Annotation dataset entries:

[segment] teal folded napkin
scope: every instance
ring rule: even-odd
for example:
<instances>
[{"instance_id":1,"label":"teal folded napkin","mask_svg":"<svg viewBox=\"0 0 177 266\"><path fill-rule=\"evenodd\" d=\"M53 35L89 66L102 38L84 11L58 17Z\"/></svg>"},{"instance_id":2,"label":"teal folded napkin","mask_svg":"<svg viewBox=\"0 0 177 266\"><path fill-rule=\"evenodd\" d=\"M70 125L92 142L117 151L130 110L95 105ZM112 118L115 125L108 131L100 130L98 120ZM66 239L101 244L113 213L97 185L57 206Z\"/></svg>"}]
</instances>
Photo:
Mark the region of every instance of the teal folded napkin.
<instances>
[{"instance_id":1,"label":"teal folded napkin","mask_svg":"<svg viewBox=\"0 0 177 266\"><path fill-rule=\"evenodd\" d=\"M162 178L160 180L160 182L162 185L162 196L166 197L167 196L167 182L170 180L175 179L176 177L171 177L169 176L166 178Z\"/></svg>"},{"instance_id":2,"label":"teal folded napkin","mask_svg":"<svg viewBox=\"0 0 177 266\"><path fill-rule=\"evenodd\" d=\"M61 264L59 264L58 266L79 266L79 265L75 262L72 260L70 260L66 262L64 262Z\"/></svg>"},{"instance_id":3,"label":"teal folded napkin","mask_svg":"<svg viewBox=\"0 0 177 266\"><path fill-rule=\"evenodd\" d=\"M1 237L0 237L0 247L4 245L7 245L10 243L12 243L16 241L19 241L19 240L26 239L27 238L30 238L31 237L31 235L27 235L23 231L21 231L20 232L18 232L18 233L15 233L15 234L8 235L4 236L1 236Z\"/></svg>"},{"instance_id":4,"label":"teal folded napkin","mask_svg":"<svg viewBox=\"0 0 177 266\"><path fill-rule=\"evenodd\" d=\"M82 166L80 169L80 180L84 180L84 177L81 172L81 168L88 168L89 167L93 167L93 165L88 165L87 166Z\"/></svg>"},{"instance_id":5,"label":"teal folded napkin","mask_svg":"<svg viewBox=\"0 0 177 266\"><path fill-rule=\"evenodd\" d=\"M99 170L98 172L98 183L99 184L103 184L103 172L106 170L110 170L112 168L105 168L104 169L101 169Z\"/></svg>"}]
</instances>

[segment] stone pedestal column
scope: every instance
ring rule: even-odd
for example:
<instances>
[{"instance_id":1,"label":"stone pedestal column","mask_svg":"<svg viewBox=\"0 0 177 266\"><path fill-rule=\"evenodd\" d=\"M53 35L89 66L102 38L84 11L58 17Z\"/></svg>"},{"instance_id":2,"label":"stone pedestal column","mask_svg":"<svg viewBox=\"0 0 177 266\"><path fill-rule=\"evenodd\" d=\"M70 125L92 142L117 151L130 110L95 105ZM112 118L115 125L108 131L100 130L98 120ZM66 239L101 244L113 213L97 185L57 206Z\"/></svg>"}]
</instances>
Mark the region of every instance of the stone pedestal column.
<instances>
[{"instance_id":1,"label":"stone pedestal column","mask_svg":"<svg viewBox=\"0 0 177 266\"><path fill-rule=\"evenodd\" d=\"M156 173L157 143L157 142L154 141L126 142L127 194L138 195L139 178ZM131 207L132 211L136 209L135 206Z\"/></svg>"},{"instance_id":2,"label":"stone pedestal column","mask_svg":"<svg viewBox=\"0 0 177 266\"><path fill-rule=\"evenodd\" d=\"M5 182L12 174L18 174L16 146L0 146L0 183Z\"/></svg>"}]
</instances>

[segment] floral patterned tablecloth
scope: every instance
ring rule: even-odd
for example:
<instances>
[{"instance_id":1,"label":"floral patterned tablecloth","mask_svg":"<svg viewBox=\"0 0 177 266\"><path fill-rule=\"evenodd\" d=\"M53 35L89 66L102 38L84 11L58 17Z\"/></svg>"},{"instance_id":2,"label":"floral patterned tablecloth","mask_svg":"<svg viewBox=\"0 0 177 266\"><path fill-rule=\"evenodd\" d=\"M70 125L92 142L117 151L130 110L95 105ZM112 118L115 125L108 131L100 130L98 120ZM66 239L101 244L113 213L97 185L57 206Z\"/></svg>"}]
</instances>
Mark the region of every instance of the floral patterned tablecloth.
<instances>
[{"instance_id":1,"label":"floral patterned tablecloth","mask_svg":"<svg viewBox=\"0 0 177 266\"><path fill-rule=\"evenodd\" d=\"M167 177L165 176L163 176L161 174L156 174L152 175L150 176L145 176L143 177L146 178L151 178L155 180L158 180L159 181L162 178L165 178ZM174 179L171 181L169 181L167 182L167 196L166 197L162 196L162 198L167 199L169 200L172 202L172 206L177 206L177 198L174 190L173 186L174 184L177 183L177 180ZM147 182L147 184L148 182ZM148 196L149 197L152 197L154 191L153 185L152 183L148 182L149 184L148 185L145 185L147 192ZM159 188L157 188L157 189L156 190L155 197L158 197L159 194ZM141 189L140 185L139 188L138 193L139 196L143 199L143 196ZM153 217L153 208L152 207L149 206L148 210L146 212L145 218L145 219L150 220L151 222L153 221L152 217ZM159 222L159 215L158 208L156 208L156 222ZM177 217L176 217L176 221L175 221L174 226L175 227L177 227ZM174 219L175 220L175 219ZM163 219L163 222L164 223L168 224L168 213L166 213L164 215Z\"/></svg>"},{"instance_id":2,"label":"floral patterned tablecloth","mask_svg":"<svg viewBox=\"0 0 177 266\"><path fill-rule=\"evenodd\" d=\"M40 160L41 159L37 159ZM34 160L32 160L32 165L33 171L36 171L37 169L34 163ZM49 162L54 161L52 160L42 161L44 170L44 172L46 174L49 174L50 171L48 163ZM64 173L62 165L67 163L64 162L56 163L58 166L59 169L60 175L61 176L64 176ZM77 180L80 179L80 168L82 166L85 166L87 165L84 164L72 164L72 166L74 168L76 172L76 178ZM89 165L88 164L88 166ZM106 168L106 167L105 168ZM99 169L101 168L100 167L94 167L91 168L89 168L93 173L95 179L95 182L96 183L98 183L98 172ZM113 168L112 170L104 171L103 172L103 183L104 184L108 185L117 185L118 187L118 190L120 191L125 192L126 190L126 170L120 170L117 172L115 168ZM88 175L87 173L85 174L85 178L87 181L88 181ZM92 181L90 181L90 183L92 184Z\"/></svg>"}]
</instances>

### Brief
Reproduce each entry exactly, leaving out nothing.

### Exercise result
[segment] teal folded napkin
scope: every instance
ring rule: even-odd
for example:
<instances>
[{"instance_id":1,"label":"teal folded napkin","mask_svg":"<svg viewBox=\"0 0 177 266\"><path fill-rule=\"evenodd\" d=\"M53 35L89 66L102 38L84 11L58 17Z\"/></svg>"},{"instance_id":2,"label":"teal folded napkin","mask_svg":"<svg viewBox=\"0 0 177 266\"><path fill-rule=\"evenodd\" d=\"M70 125L92 142L117 151L130 110L95 105ZM112 118L115 125L108 131L100 130L98 120ZM66 239L101 244L113 213L97 185L57 206Z\"/></svg>"}]
</instances>
Photo:
Mark the region of every instance of the teal folded napkin.
<instances>
[{"instance_id":1,"label":"teal folded napkin","mask_svg":"<svg viewBox=\"0 0 177 266\"><path fill-rule=\"evenodd\" d=\"M162 178L160 180L160 182L162 185L162 196L166 197L167 196L167 182L170 180L175 179L176 177L171 177L169 176L166 178Z\"/></svg>"},{"instance_id":2,"label":"teal folded napkin","mask_svg":"<svg viewBox=\"0 0 177 266\"><path fill-rule=\"evenodd\" d=\"M61 264L59 264L58 266L79 266L79 265L75 262L72 260L70 260L66 262L64 262Z\"/></svg>"},{"instance_id":3,"label":"teal folded napkin","mask_svg":"<svg viewBox=\"0 0 177 266\"><path fill-rule=\"evenodd\" d=\"M1 237L0 237L0 247L4 245L7 245L10 243L12 243L16 241L19 241L19 240L26 239L27 238L30 238L31 237L31 235L27 235L23 231L21 231L20 232L18 232L18 233L15 233L15 234L8 235L4 236L1 236Z\"/></svg>"},{"instance_id":4,"label":"teal folded napkin","mask_svg":"<svg viewBox=\"0 0 177 266\"><path fill-rule=\"evenodd\" d=\"M82 166L80 169L80 180L84 180L84 177L81 172L81 168L88 168L89 167L93 167L93 165L88 165L87 166Z\"/></svg>"},{"instance_id":5,"label":"teal folded napkin","mask_svg":"<svg viewBox=\"0 0 177 266\"><path fill-rule=\"evenodd\" d=\"M99 170L98 172L98 183L99 184L103 184L103 172L106 170L110 170L112 168L105 168L104 169L101 169Z\"/></svg>"}]
</instances>

[segment] stone pedestal column
scope: every instance
ring rule: even-odd
for example:
<instances>
[{"instance_id":1,"label":"stone pedestal column","mask_svg":"<svg viewBox=\"0 0 177 266\"><path fill-rule=\"evenodd\" d=\"M53 35L89 66L102 38L84 11L58 17Z\"/></svg>"},{"instance_id":2,"label":"stone pedestal column","mask_svg":"<svg viewBox=\"0 0 177 266\"><path fill-rule=\"evenodd\" d=\"M70 125L92 142L117 151L130 110L95 105ZM112 118L115 125L108 131L100 130L98 120ZM66 239L101 244L113 213L97 185L57 206Z\"/></svg>"}]
</instances>
Mark the region of every instance of the stone pedestal column.
<instances>
[{"instance_id":1,"label":"stone pedestal column","mask_svg":"<svg viewBox=\"0 0 177 266\"><path fill-rule=\"evenodd\" d=\"M156 173L157 143L157 142L154 141L126 142L127 194L138 195L139 178ZM131 207L132 211L136 209L135 206Z\"/></svg>"},{"instance_id":2,"label":"stone pedestal column","mask_svg":"<svg viewBox=\"0 0 177 266\"><path fill-rule=\"evenodd\" d=\"M5 182L12 174L18 174L16 146L0 146L0 183Z\"/></svg>"}]
</instances>

[segment] floral patterned tablecloth
scope: every instance
ring rule: even-odd
for example:
<instances>
[{"instance_id":1,"label":"floral patterned tablecloth","mask_svg":"<svg viewBox=\"0 0 177 266\"><path fill-rule=\"evenodd\" d=\"M53 35L89 66L102 38L84 11L58 17Z\"/></svg>"},{"instance_id":2,"label":"floral patterned tablecloth","mask_svg":"<svg viewBox=\"0 0 177 266\"><path fill-rule=\"evenodd\" d=\"M70 125L92 142L117 151L130 110L95 105ZM112 118L115 125L108 131L100 130L98 120ZM66 239L101 244L113 213L97 185L57 206Z\"/></svg>"}]
</instances>
Mark the region of every instance of the floral patterned tablecloth.
<instances>
[{"instance_id":1,"label":"floral patterned tablecloth","mask_svg":"<svg viewBox=\"0 0 177 266\"><path fill-rule=\"evenodd\" d=\"M167 177L165 176L163 176L161 174L156 174L152 175L150 176L145 176L143 177L146 178L151 178L155 180L158 180L159 181L162 178L165 178ZM174 179L171 181L169 181L167 182L167 196L166 197L162 196L162 198L167 199L169 200L172 202L172 206L177 206L177 198L174 190L173 186L174 184L177 183L177 180ZM147 182L147 184L148 182ZM148 196L149 197L152 197L154 191L153 185L152 183L148 182L149 184L148 185L145 185L147 192ZM159 188L157 188L157 189L156 190L155 197L158 197L159 194ZM141 189L140 185L139 188L138 193L139 196L143 199L143 196ZM153 217L153 208L152 207L149 206L148 210L146 212L145 218L145 219L150 220L151 222L153 221L152 217ZM159 222L159 215L158 208L156 208L156 222ZM177 217L176 217L176 221L175 221L174 226L175 227L177 227ZM174 219L175 220L175 219ZM163 219L163 222L164 223L168 224L168 213L166 213L164 215Z\"/></svg>"},{"instance_id":2,"label":"floral patterned tablecloth","mask_svg":"<svg viewBox=\"0 0 177 266\"><path fill-rule=\"evenodd\" d=\"M40 160L41 159L37 159ZM34 160L32 160L32 165L33 171L36 171L37 169L34 163ZM49 162L54 161L52 160L42 161L44 170L44 172L46 174L49 174L50 171L48 163ZM64 173L62 165L67 163L64 162L56 163L58 166L59 169L60 175L61 176L64 176ZM77 180L80 179L80 168L82 166L85 166L87 165L84 164L72 164L72 166L74 168L76 172L76 178ZM89 165L88 164L88 166ZM106 168L106 167L105 168ZM99 169L101 168L100 167L94 167L91 168L89 168L93 173L95 179L95 182L96 183L98 183L98 172ZM113 168L112 170L104 171L103 172L103 183L104 184L108 185L117 185L118 187L118 190L120 191L125 192L126 190L126 170L120 170L117 172L115 168ZM88 175L87 173L85 174L85 178L87 181L88 181ZM92 181L90 181L90 183L92 184Z\"/></svg>"}]
</instances>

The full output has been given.